* Problem to work on *
Extract each line from the rows below that contains the word "recessed", and copy every such line in full.

* Source data *
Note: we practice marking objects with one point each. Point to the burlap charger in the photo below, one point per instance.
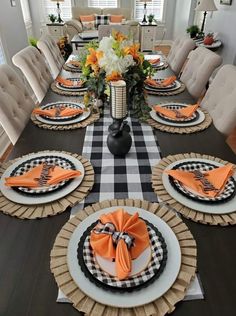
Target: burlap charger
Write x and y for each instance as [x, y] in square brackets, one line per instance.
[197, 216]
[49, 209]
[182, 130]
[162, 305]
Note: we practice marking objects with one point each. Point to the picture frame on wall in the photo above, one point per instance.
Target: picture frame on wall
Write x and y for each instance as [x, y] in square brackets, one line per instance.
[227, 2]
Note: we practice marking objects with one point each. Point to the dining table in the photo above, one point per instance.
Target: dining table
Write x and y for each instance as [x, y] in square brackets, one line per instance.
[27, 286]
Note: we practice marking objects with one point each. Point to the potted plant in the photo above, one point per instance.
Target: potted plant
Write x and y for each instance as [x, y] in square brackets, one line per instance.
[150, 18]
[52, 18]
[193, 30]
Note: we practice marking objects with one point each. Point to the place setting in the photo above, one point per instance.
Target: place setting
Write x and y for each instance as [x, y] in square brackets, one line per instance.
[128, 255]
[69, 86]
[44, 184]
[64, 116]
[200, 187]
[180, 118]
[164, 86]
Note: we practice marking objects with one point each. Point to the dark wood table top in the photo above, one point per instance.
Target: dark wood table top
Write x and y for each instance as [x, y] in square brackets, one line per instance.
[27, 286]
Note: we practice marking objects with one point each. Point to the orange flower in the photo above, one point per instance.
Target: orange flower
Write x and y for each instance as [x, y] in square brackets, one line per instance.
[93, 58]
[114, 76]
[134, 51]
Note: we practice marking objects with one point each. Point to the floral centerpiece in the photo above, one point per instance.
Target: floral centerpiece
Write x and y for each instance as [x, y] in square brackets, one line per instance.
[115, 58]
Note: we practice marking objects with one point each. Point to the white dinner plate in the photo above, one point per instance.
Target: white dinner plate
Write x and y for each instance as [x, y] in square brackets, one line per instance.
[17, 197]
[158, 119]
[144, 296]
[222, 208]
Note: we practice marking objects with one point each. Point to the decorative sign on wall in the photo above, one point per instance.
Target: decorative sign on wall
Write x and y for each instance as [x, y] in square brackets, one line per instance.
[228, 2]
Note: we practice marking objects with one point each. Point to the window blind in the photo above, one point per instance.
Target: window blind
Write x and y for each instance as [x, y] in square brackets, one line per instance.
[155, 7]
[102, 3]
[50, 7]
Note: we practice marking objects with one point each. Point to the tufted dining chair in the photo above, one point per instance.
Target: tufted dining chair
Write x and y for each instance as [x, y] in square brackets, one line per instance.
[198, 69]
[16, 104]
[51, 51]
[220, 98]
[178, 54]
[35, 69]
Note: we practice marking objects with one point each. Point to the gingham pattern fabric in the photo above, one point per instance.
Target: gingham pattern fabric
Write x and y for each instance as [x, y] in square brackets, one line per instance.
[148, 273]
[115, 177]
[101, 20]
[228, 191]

==

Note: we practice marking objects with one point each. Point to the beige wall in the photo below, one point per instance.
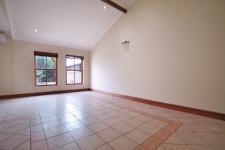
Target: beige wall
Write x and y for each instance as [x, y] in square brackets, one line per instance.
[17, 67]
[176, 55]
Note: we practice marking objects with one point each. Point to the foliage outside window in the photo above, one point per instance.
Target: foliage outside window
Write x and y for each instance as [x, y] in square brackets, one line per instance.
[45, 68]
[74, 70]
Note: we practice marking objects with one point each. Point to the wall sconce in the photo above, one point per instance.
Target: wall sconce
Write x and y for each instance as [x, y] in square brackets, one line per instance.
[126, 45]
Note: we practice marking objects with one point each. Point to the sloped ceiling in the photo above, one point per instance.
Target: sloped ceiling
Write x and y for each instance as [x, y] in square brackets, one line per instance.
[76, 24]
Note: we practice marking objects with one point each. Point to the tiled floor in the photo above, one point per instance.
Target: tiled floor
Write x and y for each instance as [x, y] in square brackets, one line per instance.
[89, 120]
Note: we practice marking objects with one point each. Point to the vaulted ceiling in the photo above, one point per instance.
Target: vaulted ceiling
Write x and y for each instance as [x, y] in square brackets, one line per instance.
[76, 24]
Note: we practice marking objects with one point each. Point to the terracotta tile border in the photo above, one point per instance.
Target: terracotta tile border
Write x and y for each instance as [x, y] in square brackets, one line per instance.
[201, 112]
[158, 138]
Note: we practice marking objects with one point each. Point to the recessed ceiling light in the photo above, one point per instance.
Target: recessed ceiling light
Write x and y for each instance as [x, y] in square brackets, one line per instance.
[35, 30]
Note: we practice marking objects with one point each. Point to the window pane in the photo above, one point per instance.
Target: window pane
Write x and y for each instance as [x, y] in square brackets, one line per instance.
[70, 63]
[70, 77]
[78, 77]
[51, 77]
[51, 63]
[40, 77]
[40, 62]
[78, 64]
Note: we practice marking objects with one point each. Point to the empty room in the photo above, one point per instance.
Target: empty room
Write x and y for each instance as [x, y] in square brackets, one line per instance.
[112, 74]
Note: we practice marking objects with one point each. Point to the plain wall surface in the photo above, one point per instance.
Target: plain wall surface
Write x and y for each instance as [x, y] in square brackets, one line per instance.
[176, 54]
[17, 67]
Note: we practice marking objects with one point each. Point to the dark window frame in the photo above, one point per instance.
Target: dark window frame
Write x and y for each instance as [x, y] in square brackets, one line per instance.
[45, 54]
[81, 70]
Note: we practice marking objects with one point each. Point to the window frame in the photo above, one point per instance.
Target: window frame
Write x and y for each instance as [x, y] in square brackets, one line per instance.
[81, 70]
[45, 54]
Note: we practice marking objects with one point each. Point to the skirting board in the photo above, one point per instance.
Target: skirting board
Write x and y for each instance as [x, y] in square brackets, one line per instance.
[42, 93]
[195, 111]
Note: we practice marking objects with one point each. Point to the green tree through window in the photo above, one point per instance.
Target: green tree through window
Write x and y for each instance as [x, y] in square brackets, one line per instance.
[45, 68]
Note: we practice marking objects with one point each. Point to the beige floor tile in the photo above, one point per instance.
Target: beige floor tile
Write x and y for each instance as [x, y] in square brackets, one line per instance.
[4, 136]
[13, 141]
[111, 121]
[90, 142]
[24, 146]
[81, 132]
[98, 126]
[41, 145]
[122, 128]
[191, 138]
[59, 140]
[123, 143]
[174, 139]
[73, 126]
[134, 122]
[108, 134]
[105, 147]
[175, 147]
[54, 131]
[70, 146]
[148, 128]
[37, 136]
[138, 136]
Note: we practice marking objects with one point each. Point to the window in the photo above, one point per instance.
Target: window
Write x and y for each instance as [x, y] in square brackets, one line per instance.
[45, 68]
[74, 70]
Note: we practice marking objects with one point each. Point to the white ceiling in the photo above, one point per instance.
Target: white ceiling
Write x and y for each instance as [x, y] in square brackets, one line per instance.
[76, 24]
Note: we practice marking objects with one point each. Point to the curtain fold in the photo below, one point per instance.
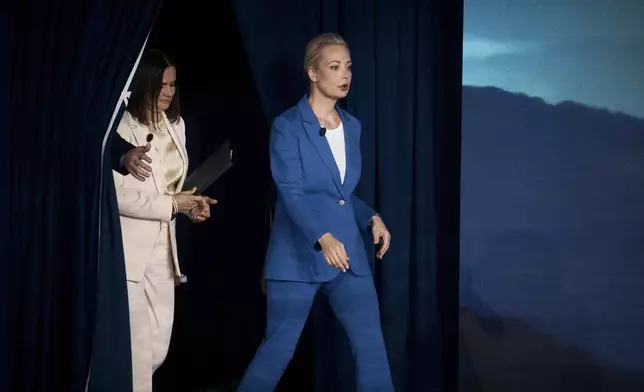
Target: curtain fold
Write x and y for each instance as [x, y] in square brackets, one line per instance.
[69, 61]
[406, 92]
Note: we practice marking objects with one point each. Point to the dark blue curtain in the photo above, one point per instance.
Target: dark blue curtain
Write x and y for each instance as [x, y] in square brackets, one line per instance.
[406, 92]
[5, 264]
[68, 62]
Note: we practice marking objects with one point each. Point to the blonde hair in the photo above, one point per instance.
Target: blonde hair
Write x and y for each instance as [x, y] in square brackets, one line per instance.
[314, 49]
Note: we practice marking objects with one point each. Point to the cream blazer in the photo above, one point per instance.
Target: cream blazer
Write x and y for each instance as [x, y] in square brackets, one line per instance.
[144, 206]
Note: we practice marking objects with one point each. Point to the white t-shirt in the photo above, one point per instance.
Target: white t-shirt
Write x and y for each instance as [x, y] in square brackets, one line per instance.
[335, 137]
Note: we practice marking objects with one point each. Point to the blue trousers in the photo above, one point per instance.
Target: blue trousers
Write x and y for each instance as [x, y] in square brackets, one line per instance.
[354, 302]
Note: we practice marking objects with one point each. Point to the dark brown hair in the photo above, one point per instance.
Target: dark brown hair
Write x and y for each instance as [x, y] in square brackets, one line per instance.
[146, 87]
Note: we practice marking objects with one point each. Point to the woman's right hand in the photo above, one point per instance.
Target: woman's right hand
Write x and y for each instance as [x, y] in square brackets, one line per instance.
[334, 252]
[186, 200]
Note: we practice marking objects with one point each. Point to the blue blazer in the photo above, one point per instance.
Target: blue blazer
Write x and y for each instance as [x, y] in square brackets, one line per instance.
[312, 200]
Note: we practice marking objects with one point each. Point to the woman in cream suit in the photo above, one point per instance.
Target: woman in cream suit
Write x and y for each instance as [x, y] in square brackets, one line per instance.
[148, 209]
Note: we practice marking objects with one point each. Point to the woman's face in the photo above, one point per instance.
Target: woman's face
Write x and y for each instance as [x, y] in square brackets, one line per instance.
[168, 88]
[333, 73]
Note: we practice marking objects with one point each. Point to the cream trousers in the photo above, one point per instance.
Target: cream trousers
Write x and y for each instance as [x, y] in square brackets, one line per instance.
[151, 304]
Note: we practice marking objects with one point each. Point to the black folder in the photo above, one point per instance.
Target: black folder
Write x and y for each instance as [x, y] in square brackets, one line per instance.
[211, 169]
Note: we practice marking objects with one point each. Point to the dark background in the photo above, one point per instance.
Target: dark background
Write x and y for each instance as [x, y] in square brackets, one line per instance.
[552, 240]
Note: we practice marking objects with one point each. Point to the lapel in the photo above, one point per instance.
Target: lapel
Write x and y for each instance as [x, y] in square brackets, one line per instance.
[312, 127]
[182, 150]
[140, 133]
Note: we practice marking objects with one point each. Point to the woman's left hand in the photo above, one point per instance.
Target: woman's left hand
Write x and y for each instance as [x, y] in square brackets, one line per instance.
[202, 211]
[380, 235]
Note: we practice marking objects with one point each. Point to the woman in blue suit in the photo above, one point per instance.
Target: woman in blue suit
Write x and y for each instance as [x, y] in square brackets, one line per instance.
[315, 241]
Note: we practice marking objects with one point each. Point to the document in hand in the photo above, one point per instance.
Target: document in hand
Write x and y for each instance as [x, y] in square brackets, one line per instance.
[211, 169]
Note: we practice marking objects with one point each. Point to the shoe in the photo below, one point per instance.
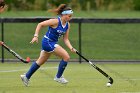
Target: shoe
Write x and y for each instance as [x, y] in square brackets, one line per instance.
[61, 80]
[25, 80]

* Final answer *
Note: we practice marking objects with one point each. Point to the recessed ceiling light in the photo above, one point per instance.
Target: recessed ceiling light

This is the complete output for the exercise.